Domínguez-Porter says she’s spent years going out in Guadalajara and building relationships with craftspeople, and she’s eager to share their products with the Los Altos community. The shop will highlight Mexican art, ceramics and packaged food items like drinking chocolate, beer and wine. Her dream? Creating an Eataly-style experience for Mexican food and products. Retail offerings will rotate to highlight different designers, but will emphasize quality, she says.
“We have amazing product. Everyone’s all about European designs…and they’re willing to pay the price. But Mexican craft is often undervalued because they associate it with cheap labor,” she says. “This happens and it’s not fair…Mexico has amazing artisans that are not highlighted enough.”
One reason the family chose to open a shop in Los Altos is the community’s family-friendly nature, she says. The family’s children have been giving their own input about the business that their parents have taken into account. For instance, their kids nixed the idea of having a separate kids’ menu and are pushing to have a rotating portfolio of activity sheets so that other children who visit don’t have to do the same mazes, word searches or draw-by-number activities every time. Domínguez-Porter says she also plans to stock kid-friendly items in the shop.
The space is small, with just a handful of tables and a bar, while the shop occupies a space in the front, separated from the cafe with custom-made glass walls. Elements from around the restaurant were painstakingly selected to highlight local and Mexican craftspeople – especially from Domínguez-Porter’s family hometown of Guadalajara, she says.
The tile work on the floor of the restaurant, the back patio and the shop interior is all from Guadalajara. The tiles in the shop are particularly elaborate, made using old-fashioned cement tile techniques. The bespoke approach to the interior design, combined with industry-wide construction and supply chain issues, led to some of the delays the couple experienced as they were preparing to open their cafe-retail space.
The menu focuses on beverages like wine, beer and coffee, plus lighter Mexican-inspired fare – salads, soups like the sopa de chayote, made with an indigenous squash from Mexico and molletes, a toast served with beans, cheese, salsa fresca and pico de gallo. They’re also offering chilaquiles with two kinds of roasted salsa, served with beans and topped with a fried egg and avocado.

- [Recorded data]
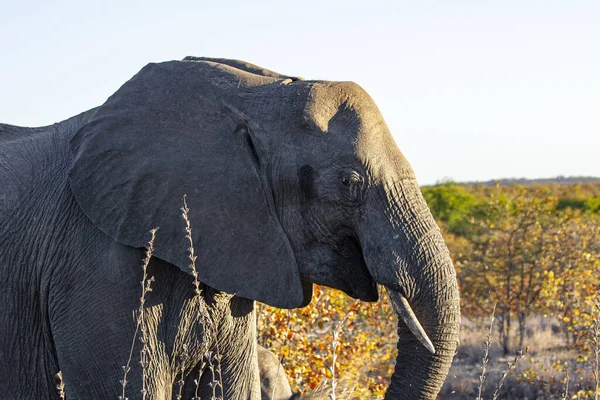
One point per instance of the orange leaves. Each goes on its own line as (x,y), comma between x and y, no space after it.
(366,346)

- [Work instruction]
Please print the part of the Los Altos cafe piece starting with "One reason the" and going on through "in the shop.", without changing a word.

- [Task solution]
One reason the family chose to open a shop in Los Altos is the community’s family-friendly nature, she says. The family’s children have been giving their own input about the business that their parents have taken into account. For instance, their kids nixed the idea of having a separate kids’ menu and are pushing to have a rotating portfolio of activity sheets so that other children who visit don’t have to do the same mazes, word searches or draw-by-number activities every time. Domínguez-Porter says she also plans to stock kid-friendly items in the shop.